- [Exercise]
Omit the images, then print each record below exactly as it reads.
(Dataset records Opens)
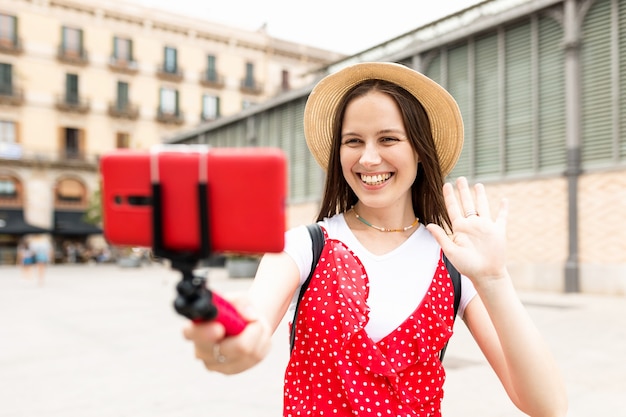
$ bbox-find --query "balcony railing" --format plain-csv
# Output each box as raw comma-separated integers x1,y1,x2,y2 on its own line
0,85,24,106
57,46,89,66
108,56,139,75
60,149,86,161
108,102,139,120
0,146,100,167
199,71,225,88
239,78,263,95
156,65,184,82
55,94,90,114
156,108,184,125
200,113,219,123
0,37,23,55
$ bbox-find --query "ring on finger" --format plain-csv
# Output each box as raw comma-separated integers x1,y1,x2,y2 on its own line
212,344,227,363
465,209,479,218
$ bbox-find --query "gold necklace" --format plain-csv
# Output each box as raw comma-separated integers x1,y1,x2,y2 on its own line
351,206,419,232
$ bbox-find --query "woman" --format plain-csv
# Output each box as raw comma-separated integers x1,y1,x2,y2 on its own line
17,237,34,278
183,62,567,416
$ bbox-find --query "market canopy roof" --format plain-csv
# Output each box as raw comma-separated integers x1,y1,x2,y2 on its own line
53,210,102,236
0,208,51,235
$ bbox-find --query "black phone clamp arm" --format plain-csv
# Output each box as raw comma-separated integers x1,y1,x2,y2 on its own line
151,181,215,322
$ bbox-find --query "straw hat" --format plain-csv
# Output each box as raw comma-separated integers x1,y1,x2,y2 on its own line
303,62,464,176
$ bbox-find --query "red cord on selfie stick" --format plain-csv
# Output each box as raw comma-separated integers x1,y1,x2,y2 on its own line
150,165,247,336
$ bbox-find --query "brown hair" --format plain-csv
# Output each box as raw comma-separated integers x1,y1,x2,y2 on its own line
315,79,451,230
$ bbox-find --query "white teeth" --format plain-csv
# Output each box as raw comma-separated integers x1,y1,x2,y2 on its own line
361,173,391,185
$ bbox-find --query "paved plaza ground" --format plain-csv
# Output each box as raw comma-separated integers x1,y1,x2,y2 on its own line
0,263,624,416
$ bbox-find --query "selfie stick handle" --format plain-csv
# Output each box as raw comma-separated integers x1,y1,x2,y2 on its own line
172,266,246,336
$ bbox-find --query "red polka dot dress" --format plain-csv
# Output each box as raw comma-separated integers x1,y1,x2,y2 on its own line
285,232,456,417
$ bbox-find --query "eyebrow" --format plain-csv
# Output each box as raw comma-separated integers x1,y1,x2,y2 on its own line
341,128,406,138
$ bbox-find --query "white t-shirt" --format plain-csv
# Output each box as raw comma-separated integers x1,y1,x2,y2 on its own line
284,213,477,342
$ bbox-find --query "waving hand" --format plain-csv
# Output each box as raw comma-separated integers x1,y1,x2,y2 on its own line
426,176,509,285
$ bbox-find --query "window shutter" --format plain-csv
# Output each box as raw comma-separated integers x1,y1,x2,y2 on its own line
581,0,613,166
504,21,533,174
14,121,20,144
425,53,442,85
619,0,626,160
66,74,78,102
474,33,501,177
537,14,566,171
447,44,471,179
117,81,129,107
290,100,307,200
256,112,271,148
79,128,85,158
0,63,11,88
266,108,280,148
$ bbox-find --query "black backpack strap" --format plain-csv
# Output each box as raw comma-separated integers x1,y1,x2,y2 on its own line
289,223,324,353
439,253,462,361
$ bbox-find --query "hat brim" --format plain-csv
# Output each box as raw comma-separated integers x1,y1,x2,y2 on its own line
304,62,464,176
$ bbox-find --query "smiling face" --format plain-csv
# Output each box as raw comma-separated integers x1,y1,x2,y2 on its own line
340,90,419,210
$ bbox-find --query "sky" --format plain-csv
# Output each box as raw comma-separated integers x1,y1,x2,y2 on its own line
130,0,484,55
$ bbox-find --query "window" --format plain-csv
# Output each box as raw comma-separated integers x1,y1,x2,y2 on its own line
109,82,137,119
159,87,178,114
0,120,19,158
55,178,85,205
201,94,219,121
113,36,133,62
61,26,83,56
0,176,18,202
116,132,130,148
199,55,223,87
281,69,290,91
65,73,79,103
61,127,84,159
0,120,16,144
0,14,17,46
244,62,255,88
206,55,217,81
164,47,177,73
116,81,129,109
0,63,12,95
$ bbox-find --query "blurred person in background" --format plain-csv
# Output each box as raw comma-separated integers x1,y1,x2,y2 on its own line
16,236,35,279
29,234,53,286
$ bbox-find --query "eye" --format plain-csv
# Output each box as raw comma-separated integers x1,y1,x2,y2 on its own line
380,136,400,144
342,137,363,146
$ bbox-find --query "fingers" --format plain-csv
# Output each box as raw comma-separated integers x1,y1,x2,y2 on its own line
425,223,455,255
455,177,476,217
442,182,462,223
473,182,492,219
448,177,491,220
183,320,226,364
495,197,509,228
182,302,271,375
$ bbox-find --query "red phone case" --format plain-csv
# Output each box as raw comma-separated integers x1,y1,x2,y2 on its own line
100,147,287,255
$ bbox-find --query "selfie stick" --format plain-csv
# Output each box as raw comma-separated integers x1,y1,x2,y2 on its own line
150,150,246,336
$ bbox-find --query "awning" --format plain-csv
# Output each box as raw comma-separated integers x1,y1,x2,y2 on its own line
53,210,102,236
0,208,51,235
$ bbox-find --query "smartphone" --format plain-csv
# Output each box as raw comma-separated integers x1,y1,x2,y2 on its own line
100,146,287,255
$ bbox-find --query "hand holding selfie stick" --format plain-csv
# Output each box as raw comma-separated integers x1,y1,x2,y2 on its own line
151,162,246,336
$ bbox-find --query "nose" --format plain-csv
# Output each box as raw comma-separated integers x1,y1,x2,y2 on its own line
359,142,382,167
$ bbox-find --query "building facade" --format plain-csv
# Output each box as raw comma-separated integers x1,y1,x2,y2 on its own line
169,0,626,295
0,0,345,263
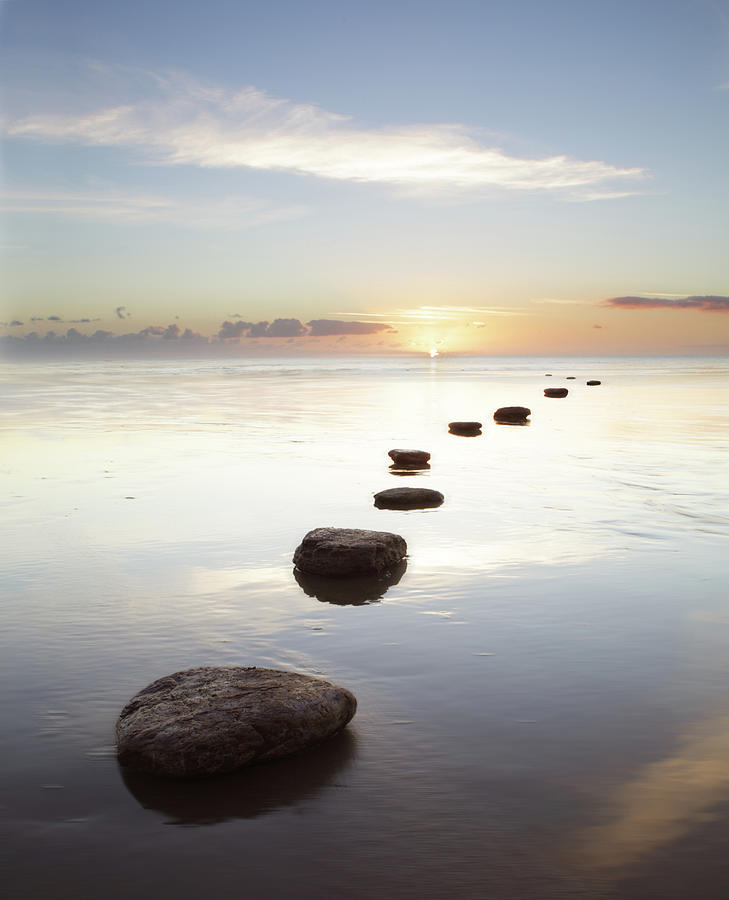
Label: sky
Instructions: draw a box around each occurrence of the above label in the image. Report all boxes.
(Dataset records Closes)
- [Response to this exercise]
$ bbox-find --query "balcony railing" --format plain-csv
# Output each box as raw comma-separated integers x1,y1,x2,y2 on its own line
0,85,24,106
57,46,89,66
108,56,139,75
60,149,86,161
108,102,139,120
0,146,100,167
199,71,225,88
239,78,263,95
156,65,184,82
55,94,90,114
156,108,184,125
200,113,219,123
0,37,23,55
$ bbox-find --query "ring on finger" --format plain-csv
# Output each box as raw comma-separated integers x1,y1,x2,y2 on its own line
212,344,227,363
465,209,479,218
$ bbox-find --query "gold necklace" --format plain-csv
# Output each box as raw comma-separated integers x1,y1,x2,y2 on its own line
351,206,419,232
$ bbox-find --query "woman" --format plain-csv
# Output each box as raw comma-separated integers x1,y1,x2,y2 on its own line
17,237,34,278
183,62,567,416
$ bbox-find --query "market canopy roof" --format plain-csv
# Output each box as raw comma-separated integers x1,y1,x2,y2 on its own line
53,210,102,236
0,208,51,235
$ bbox-find --query "black phone clamp arm" --format plain-csv
# Output each box as raw comma-separated integers x1,y1,x2,y2 on its own line
151,181,215,322
$ bbox-find --query "straw hat" --format plain-csv
# Output each box as raw comma-separated integers x1,y1,x2,y2 on its own line
303,62,464,176
$ bbox-find --query "red cord on selfie stick" --format plain-csv
# Output each box as raw comma-separated integers x1,y1,x2,y2 on its own line
150,165,247,336
$ bbox-find --query "brown hair" --format plain-csv
# Output each box as raw comma-separated integers x1,y1,x2,y2 on its own line
315,79,451,230
$ bbox-find --query "white teeth" --format plain-csv
# Output each box as raw comma-separated integers x1,y1,x2,y2 on its own line
361,173,391,185
$ bbox-find --query "paved plaza ground" --format plain-csv
# Output each box as raw comma-separated integers x1,y1,x2,y2 on its own line
0,263,624,416
$ bbox-find --query "selfie stick handle" --format plain-csv
# Output each box as raw comma-separated integers x1,y1,x2,y2 on its own line
172,266,246,336
$ bbox-find --query "red polka dot dress" --format plain-csv
# Output each box as raw comma-separated integers x1,y1,x2,y2 on its own line
285,232,456,417
$ bbox-find --query "eyebrow" --format plain-csv
# Output each box as raw comma-separated integers x1,y1,x2,y2 on its own line
341,128,406,138
$ bbox-find --query "white t-shirt" --format plain-csv
# Output each box as raw comma-separated integers x1,y1,x2,y2 on its own line
284,213,477,342
$ bbox-find --query "waving hand" --format plain-csv
# Output each box as raw comma-separated integers x1,y1,x2,y2 on its own line
426,176,509,285
$ bbox-find --query "window shutter" --format plain-csv
# Output each box as raw comma-separated integers x1,y1,x2,y2 on its own line
581,0,613,166
504,21,533,174
14,121,20,144
425,53,442,85
619,0,626,160
66,74,78,102
474,33,501,177
537,14,566,171
447,44,471,179
117,81,129,107
290,100,307,200
256,112,271,148
79,128,85,158
0,63,11,88
266,108,280,148
$ bbox-find --query "black backpack strap" --format plain-csv
# Output each box as raw comma-separated integers x1,y1,x2,y2 on its own line
289,223,324,353
439,253,462,361
$ bbox-find --query "hat brim" --format plain-csv
# Output each box as raw comma-separated integers x1,y1,x2,y2 on its own line
304,62,464,176
$ bbox-find --query "smiling face" --format plain-csv
# Output each box as raw comma-separated integers x1,y1,x2,y2 on its own line
340,90,419,210
$ bbox-find --query "sky" --format plain-csv
# Output each box as raw comma-separated integers x1,y1,x2,y2 on its own line
130,0,484,55
$ bbox-find --query "window" --format plain-csv
# Output each box as raw comma-separated integers x1,y1,x2,y2 on its own line
109,82,137,119
159,87,178,114
0,120,19,158
55,178,85,205
201,94,219,121
113,36,133,62
61,26,83,56
0,176,18,202
116,132,130,148
199,55,223,87
281,69,290,91
65,73,79,103
61,127,84,159
0,120,16,144
0,14,17,46
244,62,255,88
206,55,217,81
164,47,177,73
116,81,129,109
0,63,12,95
$ bbox-find --query "blurred person in background" --format plain-csv
# Output each box as raw comma-separated integers x1,y1,x2,y2 on its own line
16,236,35,279
29,234,53,286
$ bbox-find --query "eye" --format plain-csv
# Output each box as raw comma-separated integers x1,y1,x2,y2 on its own line
380,136,400,144
342,137,363,146
$ bbox-find --query "fingers" --format plain-csv
# Output each box as raw comma-separated integers x1,y1,x2,y2 on its own line
425,223,455,255
455,177,476,217
442,182,462,223
473,182,492,219
448,177,491,220
183,320,226,364
495,197,509,228
182,302,271,375
$ bbox-find --query "red phone case" --format plain-csv
# Output each box as raw comma-separated integers x1,y1,x2,y2 on its own line
100,147,287,255
$ bbox-find --query "selfie stick" --format plain-csv
# Output each box as raw comma-separated integers x1,y1,x2,y2 on its own line
150,150,246,336
$ bbox-find --query "awning" --format plain-csv
# Output each box as raw comma-separated integers x1,y1,x2,y2 on its own line
53,210,102,236
0,208,51,235
$ bbox-find --query "smartphone" --format plain-csv
# Output each box as raw comma-separated integers x1,y1,x2,y2 on its own line
100,146,287,255
$ bbox-find --query "hand holding selfie stick" --format plain-csv
# Output each box as raw comma-separated integers x1,y1,x2,y2 on its own line
151,162,246,336
$ bbox-find --query "nose" --format plain-csv
# Output each box as raw comma-separated integers x1,y1,x2,y2 on its own line
359,142,382,167
$ bbox-find --query "building facade" --format plain-csv
# Output each box as raw comma-separated integers x1,y1,x2,y2 on its own line
169,0,626,295
0,0,345,263
Label: sky
Instructions: draw a box around each occurrence of the above label in the image. Report all boxes.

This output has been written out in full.